DATA SHOWN:
* * *
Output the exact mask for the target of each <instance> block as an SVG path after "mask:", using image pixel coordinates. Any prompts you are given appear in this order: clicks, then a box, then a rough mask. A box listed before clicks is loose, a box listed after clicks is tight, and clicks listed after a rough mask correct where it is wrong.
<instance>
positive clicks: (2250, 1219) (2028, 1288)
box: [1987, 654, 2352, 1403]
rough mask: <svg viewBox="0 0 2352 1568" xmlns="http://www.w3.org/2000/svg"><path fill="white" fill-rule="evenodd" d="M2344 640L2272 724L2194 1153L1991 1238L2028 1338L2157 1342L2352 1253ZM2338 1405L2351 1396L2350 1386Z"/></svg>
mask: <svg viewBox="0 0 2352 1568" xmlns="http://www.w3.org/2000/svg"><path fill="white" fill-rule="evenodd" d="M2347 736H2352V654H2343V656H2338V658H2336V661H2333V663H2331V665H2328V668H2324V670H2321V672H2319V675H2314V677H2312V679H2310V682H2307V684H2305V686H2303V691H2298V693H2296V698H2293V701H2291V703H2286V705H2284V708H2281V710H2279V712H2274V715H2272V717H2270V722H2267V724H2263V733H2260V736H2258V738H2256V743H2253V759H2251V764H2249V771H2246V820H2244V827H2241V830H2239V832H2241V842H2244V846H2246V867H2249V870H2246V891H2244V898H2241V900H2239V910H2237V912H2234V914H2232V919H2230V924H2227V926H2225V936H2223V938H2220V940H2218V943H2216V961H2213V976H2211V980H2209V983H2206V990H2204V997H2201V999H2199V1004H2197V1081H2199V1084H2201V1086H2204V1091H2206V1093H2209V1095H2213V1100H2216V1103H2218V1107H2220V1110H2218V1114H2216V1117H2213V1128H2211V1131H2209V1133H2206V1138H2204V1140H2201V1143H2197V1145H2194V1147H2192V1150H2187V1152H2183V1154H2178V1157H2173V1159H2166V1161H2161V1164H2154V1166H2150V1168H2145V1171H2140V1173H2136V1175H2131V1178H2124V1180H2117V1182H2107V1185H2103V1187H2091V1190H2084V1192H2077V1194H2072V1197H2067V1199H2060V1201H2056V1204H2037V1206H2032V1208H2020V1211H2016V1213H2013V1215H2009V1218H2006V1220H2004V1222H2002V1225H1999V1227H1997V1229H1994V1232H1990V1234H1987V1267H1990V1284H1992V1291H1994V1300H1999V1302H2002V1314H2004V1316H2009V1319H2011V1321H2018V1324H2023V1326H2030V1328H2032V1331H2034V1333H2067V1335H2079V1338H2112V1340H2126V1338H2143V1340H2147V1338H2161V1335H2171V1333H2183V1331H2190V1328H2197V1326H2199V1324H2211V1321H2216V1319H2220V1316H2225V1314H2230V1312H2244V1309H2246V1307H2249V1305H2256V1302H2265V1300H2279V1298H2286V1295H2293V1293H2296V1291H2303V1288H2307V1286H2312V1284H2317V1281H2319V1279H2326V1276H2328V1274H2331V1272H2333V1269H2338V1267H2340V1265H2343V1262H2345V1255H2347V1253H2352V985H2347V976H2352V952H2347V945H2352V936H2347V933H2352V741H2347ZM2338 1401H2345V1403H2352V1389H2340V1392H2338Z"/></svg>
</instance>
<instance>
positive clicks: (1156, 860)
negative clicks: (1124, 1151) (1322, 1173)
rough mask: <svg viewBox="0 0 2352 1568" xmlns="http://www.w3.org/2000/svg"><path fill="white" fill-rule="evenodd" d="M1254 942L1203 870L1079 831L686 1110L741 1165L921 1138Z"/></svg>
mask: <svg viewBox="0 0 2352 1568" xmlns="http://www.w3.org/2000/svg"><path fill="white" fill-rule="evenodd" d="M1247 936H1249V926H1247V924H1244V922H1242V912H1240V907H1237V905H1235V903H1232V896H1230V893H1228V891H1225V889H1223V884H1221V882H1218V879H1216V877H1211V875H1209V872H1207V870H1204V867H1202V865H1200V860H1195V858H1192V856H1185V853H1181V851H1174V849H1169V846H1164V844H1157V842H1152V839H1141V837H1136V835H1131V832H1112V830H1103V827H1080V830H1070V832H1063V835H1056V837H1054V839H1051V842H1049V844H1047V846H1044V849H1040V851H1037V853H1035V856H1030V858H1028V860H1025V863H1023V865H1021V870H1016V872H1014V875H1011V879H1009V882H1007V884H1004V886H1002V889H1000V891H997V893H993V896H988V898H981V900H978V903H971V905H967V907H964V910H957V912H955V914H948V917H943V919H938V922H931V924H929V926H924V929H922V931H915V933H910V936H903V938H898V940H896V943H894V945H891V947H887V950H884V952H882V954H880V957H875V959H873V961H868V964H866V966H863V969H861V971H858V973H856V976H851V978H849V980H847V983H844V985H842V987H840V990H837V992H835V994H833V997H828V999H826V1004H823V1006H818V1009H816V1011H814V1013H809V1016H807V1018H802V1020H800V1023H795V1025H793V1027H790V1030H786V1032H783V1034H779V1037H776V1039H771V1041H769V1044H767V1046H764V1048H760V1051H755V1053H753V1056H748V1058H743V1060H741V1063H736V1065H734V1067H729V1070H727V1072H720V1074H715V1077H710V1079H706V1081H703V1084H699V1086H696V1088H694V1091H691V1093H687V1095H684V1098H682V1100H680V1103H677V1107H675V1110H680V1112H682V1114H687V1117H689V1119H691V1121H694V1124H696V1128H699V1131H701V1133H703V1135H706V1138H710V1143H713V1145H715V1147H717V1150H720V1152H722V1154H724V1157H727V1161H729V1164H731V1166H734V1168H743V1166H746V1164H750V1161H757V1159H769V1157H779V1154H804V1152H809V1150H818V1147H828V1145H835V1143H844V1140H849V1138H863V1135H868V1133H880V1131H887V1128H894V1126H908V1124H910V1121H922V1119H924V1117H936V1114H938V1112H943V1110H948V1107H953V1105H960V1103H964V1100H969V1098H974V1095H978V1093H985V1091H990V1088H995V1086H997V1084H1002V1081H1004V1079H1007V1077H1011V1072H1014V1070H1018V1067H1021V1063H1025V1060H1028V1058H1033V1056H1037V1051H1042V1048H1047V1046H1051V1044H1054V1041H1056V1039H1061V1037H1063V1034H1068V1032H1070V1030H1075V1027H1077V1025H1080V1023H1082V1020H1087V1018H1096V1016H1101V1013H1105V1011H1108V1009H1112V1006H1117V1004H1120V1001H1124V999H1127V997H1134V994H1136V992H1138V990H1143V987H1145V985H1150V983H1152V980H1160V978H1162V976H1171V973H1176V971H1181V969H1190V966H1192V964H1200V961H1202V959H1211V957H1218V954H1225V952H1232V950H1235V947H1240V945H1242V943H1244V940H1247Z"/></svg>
* * *
ACTION ITEM: Whatever appears in the material must be set down again, word for word.

EXERCISE RESULT:
Output the exact mask for the target of each <instance> block as an SVG path after "mask:", using image pixel coordinates. Any prompts you are given appear in this order: clicks, then a box, then a rough mask. A box listed before clicks is loose, a box listed after clicks is tight, and clicks listed after a rough mask correct where it is wrong.
<instance>
positive clicks: (2250, 1219) (2028, 1288)
box: [1987, 654, 2352, 1403]
rough mask: <svg viewBox="0 0 2352 1568" xmlns="http://www.w3.org/2000/svg"><path fill="white" fill-rule="evenodd" d="M2344 640L2272 724L2194 1153L1991 1238L2028 1338L2157 1342L2352 1253ZM2338 1405L2351 1396L2350 1386Z"/></svg>
mask: <svg viewBox="0 0 2352 1568" xmlns="http://www.w3.org/2000/svg"><path fill="white" fill-rule="evenodd" d="M2347 736H2352V654H2343V656H2338V658H2336V661H2333V663H2331V665H2328V668H2324V670H2321V672H2319V675H2314V677H2312V679H2310V682H2307V684H2305V686H2303V691H2298V693H2296V698H2293V701H2291V703H2286V705H2284V708H2281V710H2279V712H2274V715H2272V717H2270V722H2267V724H2263V733H2260V736H2258V738H2256V743H2253V759H2251V764H2249V771H2246V820H2244V827H2241V830H2239V832H2241V842H2244V846H2246V867H2249V870H2246V891H2244V898H2241V900H2239V910H2237V912H2234V914H2232V919H2230V924H2227V926H2225V936H2223V938H2220V940H2218V943H2216V961H2213V976H2211V980H2209V983H2206V990H2204V997H2201V999H2199V1004H2197V1081H2199V1084H2201V1086H2204V1091H2206V1093H2209V1095H2213V1100H2216V1103H2218V1107H2220V1110H2218V1114H2216V1117H2213V1128H2211V1131H2209V1133H2206V1138H2204V1140H2201V1143H2197V1145H2194V1147H2192V1150H2187V1152H2183V1154H2178V1157H2173V1159H2166V1161H2161V1164H2154V1166H2150V1168H2145V1171H2140V1173H2136V1175H2131V1178H2124V1180H2117V1182H2107V1185H2103V1187H2091V1190H2084V1192H2077V1194H2072V1197H2067V1199H2060V1201H2056V1204H2037V1206H2032V1208H2020V1211H2016V1213H2013V1215H2009V1218H2006V1220H2004V1222H2002V1225H1999V1227H1997V1229H1994V1232H1990V1234H1987V1267H1990V1284H1992V1291H1994V1300H1999V1302H2002V1314H2004V1316H2009V1319H2011V1321H2018V1324H2023V1326H2030V1328H2032V1331H2034V1333H2067V1335H2079V1338H2112V1340H2126V1338H2143V1340H2147V1338H2161V1335H2171V1333H2183V1331H2190V1328H2197V1326H2199V1324H2211V1321H2216V1319H2220V1316H2225V1314H2230V1312H2244V1309H2246V1307H2249V1305H2256V1302H2265V1300H2279V1298H2286V1295H2293V1293H2296V1291H2303V1288H2307V1286H2312V1284H2317V1281H2319V1279H2326V1276H2328V1274H2331V1272H2333V1269H2338V1267H2340V1265H2343V1262H2345V1255H2347V1253H2352V985H2347V976H2352V952H2347V945H2352V936H2347V933H2352V741H2347ZM2338 1401H2345V1403H2352V1389H2340V1392H2338Z"/></svg>
</instance>
<instance>
positive clicks: (1156, 860)
negative clicks: (1124, 1151) (1322, 1173)
rough mask: <svg viewBox="0 0 2352 1568" xmlns="http://www.w3.org/2000/svg"><path fill="white" fill-rule="evenodd" d="M1254 942L1203 870L1079 831L686 1110L741 1165L921 1138Z"/></svg>
mask: <svg viewBox="0 0 2352 1568" xmlns="http://www.w3.org/2000/svg"><path fill="white" fill-rule="evenodd" d="M1247 936H1249V926H1247V924H1244V922H1242V912H1240V907H1237V905H1235V903H1232V896H1230V893H1228V891H1225V889H1223V884H1221V882H1218V879H1216V877H1211V875H1209V872H1207V870H1204V867H1202V865H1200V860H1195V858H1192V856H1185V853H1181V851H1174V849H1169V846H1164V844H1157V842H1152V839H1141V837H1136V835H1131V832H1112V830H1103V827H1080V830H1070V832H1063V835H1056V837H1054V839H1051V842H1049V844H1047V846H1044V849H1040V851H1037V853H1035V856H1030V858H1028V860H1025V863H1023V865H1021V870H1016V872H1014V875H1011V879H1009V882H1007V884H1004V886H1002V889H1000V891H997V893H993V896H988V898H981V900H978V903H971V905H967V907H964V910H957V912H955V914H948V917H943V919H938V922H931V924H929V926H924V929H922V931H915V933H910V936H903V938H898V940H896V943H894V945H891V947H887V950H884V952H882V954H880V957H875V959H873V961H868V964H866V966H863V969H861V971H858V973H856V976H851V978H849V980H847V983H844V985H842V987H840V990H837V992H835V994H833V997H828V999H826V1004H823V1006H818V1009H816V1011H814V1013H809V1016H807V1018H802V1020H800V1023H795V1025H793V1027H790V1030H786V1032H783V1034H779V1037H776V1039H771V1041H769V1044H767V1046H764V1048H760V1051H755V1053H753V1056H748V1058H743V1060H741V1063H736V1065H734V1067H729V1070H727V1072H720V1074H715V1077H710V1079H706V1081H703V1084H699V1086H696V1088H694V1091H691V1093H687V1095H684V1098H682V1100H680V1103H677V1107H675V1110H680V1112H682V1114H687V1117H689V1119H691V1121H694V1124H696V1128H699V1131H701V1133H703V1135H706V1138H710V1143H713V1145H715V1147H717V1150H720V1152H722V1154H724V1157H727V1161H729V1164H731V1166H734V1168H743V1166H746V1164H750V1161H757V1159H769V1157H779V1154H804V1152H809V1150H818V1147H828V1145H835V1143H844V1140H849V1138H863V1135H868V1133H880V1131H887V1128H894V1126H908V1124H910V1121H922V1119H924V1117H936V1114H938V1112H943V1110H948V1107H953V1105H960V1103H964V1100H969V1098H974V1095H978V1093H985V1091H990V1088H995V1086H997V1084H1002V1081H1004V1079H1007V1077H1011V1072H1014V1070H1018V1067H1021V1063H1025V1060H1028V1058H1033V1056H1037V1051H1042V1048H1047V1046H1051V1044H1054V1041H1056V1039H1061V1037H1063V1034H1068V1032H1070V1030H1075V1027H1077V1025H1080V1023H1082V1020H1087V1018H1096V1016H1101V1013H1105V1011H1108V1009H1112V1006H1117V1004H1120V1001H1124V999H1127V997H1134V994H1136V992H1138V990H1143V987H1145V985H1150V983H1152V980H1160V978H1162V976H1171V973H1176V971H1181V969H1190V966H1192V964H1200V961H1202V959H1211V957H1218V954H1225V952H1232V950H1235V947H1240V945H1242V943H1244V940H1247Z"/></svg>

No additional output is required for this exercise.